* _What the task asks_
In the records below, find the line containing "If you could mark the white wall". Output it and every line after it to the end, unchanged, with no pictures.
>> start Input rows
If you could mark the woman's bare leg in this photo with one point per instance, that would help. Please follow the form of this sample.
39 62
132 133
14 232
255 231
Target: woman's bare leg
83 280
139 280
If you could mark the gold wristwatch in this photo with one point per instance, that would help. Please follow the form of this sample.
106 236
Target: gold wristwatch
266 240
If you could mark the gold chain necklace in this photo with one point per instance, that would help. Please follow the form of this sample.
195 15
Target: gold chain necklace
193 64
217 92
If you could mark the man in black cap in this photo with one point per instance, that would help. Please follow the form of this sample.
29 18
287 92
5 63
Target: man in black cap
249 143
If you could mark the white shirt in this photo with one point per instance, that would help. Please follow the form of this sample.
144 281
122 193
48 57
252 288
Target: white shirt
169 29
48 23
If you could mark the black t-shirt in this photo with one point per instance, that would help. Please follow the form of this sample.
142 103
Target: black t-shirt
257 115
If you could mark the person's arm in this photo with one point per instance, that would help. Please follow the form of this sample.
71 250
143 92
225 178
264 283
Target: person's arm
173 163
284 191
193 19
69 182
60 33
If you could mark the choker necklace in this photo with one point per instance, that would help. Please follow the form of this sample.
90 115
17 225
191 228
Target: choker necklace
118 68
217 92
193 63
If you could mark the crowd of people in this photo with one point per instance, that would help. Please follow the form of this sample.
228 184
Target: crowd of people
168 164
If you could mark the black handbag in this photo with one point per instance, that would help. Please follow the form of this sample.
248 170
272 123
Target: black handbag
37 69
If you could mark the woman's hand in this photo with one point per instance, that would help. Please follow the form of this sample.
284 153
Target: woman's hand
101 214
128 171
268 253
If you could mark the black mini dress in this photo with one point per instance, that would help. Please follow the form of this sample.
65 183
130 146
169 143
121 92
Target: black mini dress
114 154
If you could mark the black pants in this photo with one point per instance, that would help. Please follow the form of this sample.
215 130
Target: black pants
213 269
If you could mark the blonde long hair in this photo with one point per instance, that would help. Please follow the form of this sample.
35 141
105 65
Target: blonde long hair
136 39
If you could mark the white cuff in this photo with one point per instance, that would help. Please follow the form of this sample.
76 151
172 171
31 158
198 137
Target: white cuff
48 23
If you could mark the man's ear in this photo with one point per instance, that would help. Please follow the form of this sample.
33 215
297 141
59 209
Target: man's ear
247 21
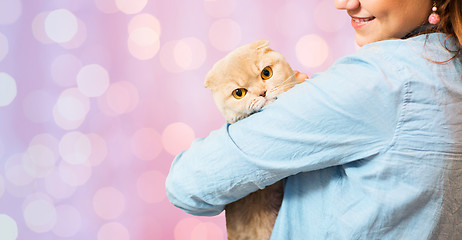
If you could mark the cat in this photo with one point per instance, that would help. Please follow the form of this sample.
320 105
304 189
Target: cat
244 81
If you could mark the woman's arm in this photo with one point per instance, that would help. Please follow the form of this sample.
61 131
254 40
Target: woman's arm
342 115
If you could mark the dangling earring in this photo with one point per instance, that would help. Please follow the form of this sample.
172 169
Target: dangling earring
434 18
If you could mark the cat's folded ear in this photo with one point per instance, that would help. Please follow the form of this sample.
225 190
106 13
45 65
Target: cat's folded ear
261 45
208 79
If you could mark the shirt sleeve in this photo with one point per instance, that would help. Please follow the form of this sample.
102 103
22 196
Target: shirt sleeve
344 114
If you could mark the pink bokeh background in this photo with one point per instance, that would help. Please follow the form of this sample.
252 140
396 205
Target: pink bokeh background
98 96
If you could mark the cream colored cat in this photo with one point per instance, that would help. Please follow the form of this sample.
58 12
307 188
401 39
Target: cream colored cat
247 79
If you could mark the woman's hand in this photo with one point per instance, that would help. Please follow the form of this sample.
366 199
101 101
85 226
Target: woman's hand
300 77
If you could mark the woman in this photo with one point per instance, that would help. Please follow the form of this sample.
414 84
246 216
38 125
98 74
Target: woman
370 149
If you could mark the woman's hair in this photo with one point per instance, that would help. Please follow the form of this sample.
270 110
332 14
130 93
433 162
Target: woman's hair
450 12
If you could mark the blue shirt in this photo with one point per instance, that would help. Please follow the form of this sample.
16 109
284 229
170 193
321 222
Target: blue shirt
370 149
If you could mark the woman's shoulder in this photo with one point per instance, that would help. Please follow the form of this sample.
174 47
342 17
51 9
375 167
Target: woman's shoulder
435 47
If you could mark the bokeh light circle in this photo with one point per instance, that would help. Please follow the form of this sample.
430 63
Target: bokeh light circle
131 6
8 89
108 203
71 109
93 80
8 228
10 11
61 25
177 137
40 215
225 34
68 222
146 144
143 43
113 231
151 186
3 46
312 50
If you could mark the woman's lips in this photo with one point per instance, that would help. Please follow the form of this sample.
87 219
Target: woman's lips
360 22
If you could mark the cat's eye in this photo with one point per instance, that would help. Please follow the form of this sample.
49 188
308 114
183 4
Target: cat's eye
239 93
266 73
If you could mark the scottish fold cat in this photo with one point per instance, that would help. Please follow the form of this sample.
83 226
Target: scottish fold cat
244 81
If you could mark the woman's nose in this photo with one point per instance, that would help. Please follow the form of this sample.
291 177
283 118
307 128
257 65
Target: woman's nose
347 4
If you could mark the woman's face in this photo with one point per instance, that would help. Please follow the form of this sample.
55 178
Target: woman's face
375 20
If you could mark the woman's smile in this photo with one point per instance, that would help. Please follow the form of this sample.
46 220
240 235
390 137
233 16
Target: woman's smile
360 22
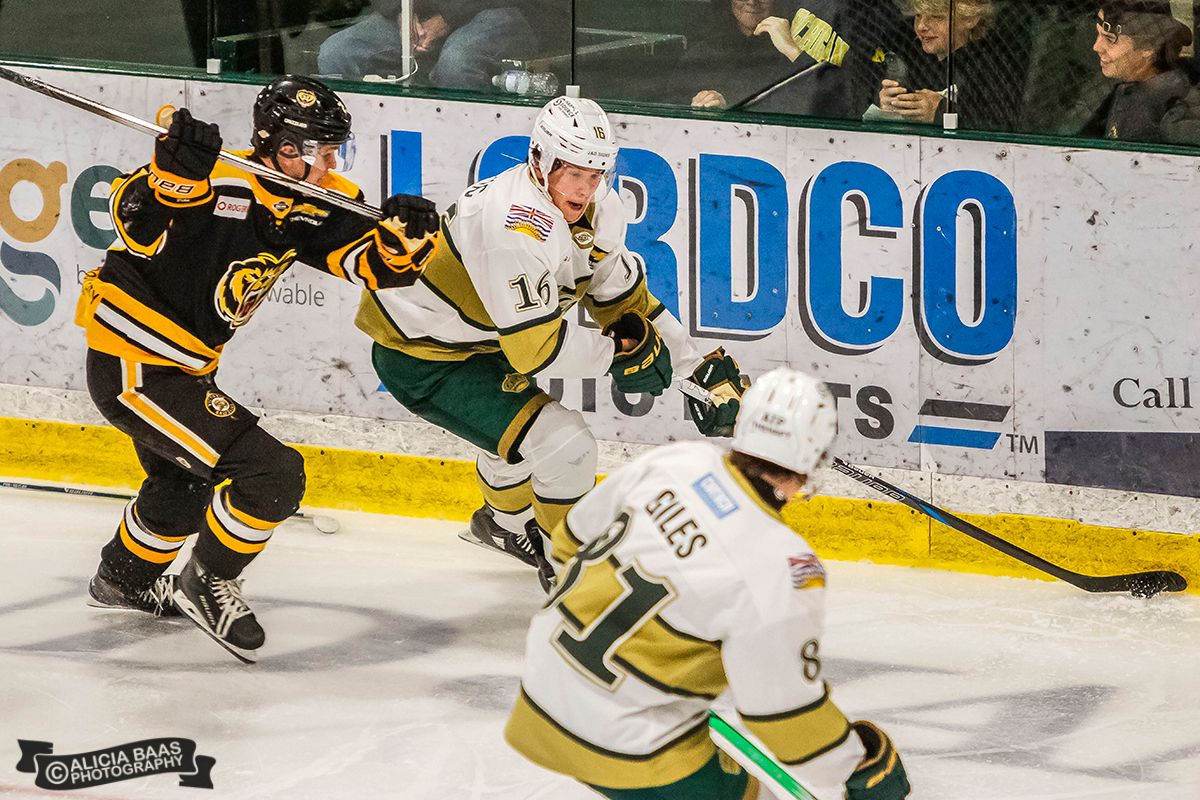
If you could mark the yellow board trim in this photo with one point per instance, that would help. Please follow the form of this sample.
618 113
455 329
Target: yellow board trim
839 529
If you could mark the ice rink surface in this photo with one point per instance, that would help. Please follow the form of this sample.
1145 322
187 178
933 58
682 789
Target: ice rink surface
394 650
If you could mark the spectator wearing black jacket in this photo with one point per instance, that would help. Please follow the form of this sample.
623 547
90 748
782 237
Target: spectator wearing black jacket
457 44
1139 43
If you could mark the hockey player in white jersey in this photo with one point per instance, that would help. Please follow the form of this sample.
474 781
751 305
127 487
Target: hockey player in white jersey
460 347
679 581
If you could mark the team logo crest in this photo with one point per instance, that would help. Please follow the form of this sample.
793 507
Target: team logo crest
245 286
217 404
515 383
807 571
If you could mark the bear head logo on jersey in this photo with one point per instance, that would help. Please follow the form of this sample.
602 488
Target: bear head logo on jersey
245 286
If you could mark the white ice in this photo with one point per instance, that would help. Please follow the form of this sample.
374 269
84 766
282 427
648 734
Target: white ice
394 650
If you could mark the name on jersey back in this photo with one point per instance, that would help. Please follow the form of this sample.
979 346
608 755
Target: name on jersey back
676 523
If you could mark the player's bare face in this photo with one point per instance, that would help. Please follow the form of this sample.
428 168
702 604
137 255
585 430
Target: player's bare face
293 166
571 188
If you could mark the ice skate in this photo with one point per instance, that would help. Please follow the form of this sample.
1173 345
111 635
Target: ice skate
526 547
216 606
155 599
485 531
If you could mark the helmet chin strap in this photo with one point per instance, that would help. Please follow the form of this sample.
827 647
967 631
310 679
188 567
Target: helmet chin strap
275 162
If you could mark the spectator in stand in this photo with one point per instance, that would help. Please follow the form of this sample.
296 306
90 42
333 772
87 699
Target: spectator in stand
756 43
1139 43
988 77
456 44
731 62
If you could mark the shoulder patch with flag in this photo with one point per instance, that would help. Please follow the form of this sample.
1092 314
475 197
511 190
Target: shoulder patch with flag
807 571
529 221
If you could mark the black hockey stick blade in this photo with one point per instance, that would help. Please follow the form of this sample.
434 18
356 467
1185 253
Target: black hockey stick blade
1141 584
129 120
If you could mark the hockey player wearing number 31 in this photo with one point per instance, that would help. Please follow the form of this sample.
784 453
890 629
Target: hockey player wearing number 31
199 245
681 583
460 346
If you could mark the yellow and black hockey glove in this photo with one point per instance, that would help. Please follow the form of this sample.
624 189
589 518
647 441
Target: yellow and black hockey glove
184 156
880 775
643 366
721 376
407 233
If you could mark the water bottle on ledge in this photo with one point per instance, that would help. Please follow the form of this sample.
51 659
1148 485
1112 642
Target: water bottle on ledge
522 82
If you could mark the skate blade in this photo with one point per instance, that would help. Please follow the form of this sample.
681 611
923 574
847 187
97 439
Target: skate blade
467 536
191 612
117 607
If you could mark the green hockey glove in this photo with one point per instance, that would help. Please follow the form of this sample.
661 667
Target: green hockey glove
720 374
646 365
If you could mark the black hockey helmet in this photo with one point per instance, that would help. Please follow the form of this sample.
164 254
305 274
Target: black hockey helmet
299 112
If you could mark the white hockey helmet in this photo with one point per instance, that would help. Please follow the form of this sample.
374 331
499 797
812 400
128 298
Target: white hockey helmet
789 419
575 131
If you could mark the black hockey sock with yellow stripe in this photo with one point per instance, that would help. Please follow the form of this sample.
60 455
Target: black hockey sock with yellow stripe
136 555
231 537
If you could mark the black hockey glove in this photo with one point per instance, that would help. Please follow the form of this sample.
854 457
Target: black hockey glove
723 378
412 216
643 367
880 775
407 232
189 149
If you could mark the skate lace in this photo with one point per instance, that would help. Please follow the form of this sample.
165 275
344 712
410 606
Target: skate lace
159 593
522 542
228 595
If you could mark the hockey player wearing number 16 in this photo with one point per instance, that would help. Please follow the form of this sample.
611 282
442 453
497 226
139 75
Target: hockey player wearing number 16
682 583
520 251
199 246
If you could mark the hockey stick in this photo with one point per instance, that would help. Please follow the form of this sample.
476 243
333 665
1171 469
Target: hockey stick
137 124
767 91
1140 584
321 522
756 762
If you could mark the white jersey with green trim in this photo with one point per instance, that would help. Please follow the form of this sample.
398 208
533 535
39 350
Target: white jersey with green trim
509 270
676 582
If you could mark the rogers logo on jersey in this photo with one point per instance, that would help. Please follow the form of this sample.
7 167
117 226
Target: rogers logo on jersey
232 208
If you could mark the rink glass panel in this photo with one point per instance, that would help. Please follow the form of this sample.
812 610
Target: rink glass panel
1018 67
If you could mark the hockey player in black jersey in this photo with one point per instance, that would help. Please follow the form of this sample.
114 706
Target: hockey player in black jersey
199 245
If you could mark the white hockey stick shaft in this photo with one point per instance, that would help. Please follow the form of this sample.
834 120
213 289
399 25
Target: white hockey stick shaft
137 124
695 391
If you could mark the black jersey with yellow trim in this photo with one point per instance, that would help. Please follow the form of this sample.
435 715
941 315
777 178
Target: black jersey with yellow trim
184 275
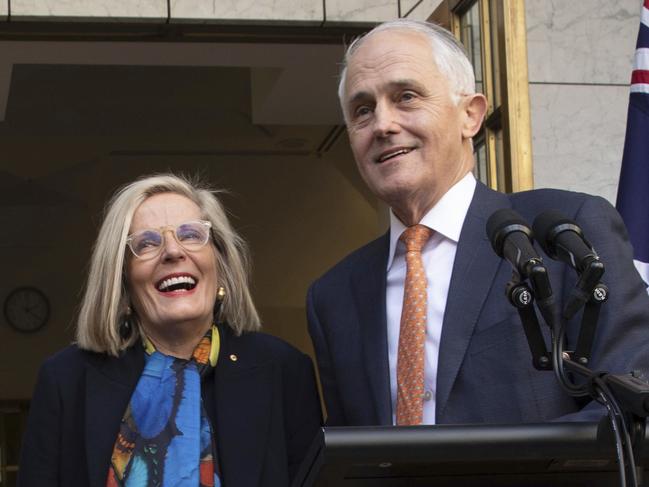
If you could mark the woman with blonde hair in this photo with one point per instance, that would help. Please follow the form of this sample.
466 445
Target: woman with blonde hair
169 382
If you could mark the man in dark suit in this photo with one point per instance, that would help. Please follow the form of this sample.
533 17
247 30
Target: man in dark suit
408 97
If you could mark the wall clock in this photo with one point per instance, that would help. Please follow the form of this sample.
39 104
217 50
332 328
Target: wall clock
27 309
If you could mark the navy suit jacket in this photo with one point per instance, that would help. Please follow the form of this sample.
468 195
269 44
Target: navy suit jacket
485 372
264 408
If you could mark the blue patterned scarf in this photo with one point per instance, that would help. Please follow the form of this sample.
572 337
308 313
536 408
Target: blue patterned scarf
165 437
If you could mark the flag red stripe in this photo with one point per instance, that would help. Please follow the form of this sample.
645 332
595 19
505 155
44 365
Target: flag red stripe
640 75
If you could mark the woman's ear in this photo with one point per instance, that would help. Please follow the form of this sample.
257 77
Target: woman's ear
474 108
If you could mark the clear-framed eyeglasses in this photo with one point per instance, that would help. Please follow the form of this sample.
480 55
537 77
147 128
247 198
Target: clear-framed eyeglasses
148 243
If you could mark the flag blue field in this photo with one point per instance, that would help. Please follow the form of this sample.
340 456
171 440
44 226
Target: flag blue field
633 189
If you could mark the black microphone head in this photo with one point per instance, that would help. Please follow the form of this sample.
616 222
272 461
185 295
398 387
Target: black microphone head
501 223
548 225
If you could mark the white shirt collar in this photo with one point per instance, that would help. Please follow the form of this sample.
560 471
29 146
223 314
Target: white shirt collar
446 217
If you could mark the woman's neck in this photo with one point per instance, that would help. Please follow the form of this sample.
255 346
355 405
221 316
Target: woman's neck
177 342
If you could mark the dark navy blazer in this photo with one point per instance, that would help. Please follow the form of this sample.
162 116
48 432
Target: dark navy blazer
264 408
485 373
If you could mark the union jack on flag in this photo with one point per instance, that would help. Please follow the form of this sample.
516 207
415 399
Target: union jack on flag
633 189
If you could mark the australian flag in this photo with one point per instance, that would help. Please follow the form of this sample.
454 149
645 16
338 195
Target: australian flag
633 190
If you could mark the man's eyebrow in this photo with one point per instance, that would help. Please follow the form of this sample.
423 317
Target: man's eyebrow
396 84
359 96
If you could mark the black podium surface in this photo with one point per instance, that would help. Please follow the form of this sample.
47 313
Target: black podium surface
531 455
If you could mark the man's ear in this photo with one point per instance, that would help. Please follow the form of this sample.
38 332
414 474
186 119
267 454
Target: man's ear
474 108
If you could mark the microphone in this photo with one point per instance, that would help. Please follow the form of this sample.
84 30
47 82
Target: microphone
562 239
511 239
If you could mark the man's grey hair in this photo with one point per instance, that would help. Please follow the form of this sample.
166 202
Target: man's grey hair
447 53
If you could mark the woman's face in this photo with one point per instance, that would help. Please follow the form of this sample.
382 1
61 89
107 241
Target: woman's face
177 287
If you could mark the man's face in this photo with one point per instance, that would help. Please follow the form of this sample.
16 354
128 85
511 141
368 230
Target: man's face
405 129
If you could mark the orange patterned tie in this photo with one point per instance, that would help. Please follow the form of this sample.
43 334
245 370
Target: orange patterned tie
412 334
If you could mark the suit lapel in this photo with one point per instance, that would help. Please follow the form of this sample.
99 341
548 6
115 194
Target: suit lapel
109 385
368 287
243 397
473 272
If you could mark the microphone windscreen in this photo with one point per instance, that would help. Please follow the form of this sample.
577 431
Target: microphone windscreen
501 223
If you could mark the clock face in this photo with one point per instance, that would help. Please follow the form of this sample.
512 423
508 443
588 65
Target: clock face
27 309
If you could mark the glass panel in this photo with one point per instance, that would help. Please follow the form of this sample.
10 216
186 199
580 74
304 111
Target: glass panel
481 169
495 14
470 35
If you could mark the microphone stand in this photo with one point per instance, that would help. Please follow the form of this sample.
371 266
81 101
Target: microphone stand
630 392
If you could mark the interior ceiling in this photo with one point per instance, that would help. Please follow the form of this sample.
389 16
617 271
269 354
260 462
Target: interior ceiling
83 118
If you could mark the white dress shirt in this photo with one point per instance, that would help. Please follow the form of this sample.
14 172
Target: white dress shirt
446 219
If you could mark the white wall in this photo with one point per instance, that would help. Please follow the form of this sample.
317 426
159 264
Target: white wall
580 57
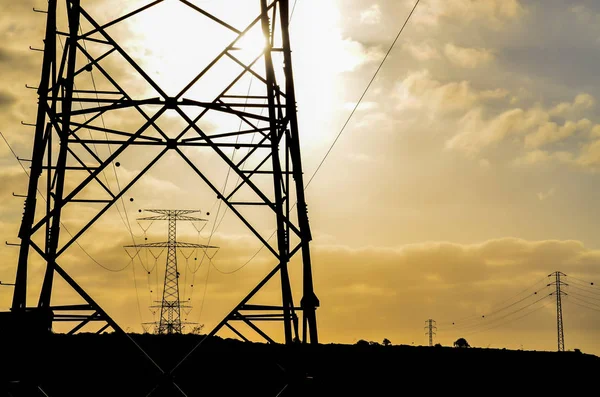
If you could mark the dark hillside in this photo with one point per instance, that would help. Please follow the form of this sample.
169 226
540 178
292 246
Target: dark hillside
110 365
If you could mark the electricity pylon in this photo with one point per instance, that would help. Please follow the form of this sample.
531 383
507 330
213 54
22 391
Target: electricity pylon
559 293
170 306
430 327
71 121
76 113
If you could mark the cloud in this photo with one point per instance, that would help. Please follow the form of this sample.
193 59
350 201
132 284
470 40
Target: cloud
551 132
468 57
423 52
477 132
371 16
6 99
491 13
420 90
543 156
545 195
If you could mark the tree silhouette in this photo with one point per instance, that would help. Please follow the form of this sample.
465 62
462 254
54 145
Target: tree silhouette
197 329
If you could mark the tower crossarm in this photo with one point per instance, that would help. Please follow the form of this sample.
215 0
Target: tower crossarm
174 216
166 244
>> end Input rows
* _The reply_
If you could mark the white wall in this photo with one point per instance, that would help. Please follow the form of this sample.
317 426
159 264
Target: white wall
580 57
If you could mark the dark hillside in this photo with one point per instance, that would help. Please follow the form of this sample.
169 226
540 178
292 246
Target: dark hillside
110 365
If you could mark the electricity pylon in this photo with one point per instance, that would help. Please follow the form of this sample.
531 383
507 330
213 54
22 391
Target: electricity pylon
559 293
170 306
430 327
71 121
76 113
If you could mark the cloud in this photo with one point per instance, that would help. Please follow the form of this sample.
193 59
350 201
132 284
470 40
Target: cloud
551 132
468 57
423 52
477 132
371 16
6 99
491 13
420 90
543 156
545 195
If you could mark the tree silhouette in this photo with one point per instance, that would help. Please follow the form of this sample.
465 62
462 254
54 145
Target: tree silhouette
197 329
If you could mark the tower crossarm in this photo with one point per instance, that would help. Please follow the form of this sample.
215 0
Target: tower crossarm
174 216
166 244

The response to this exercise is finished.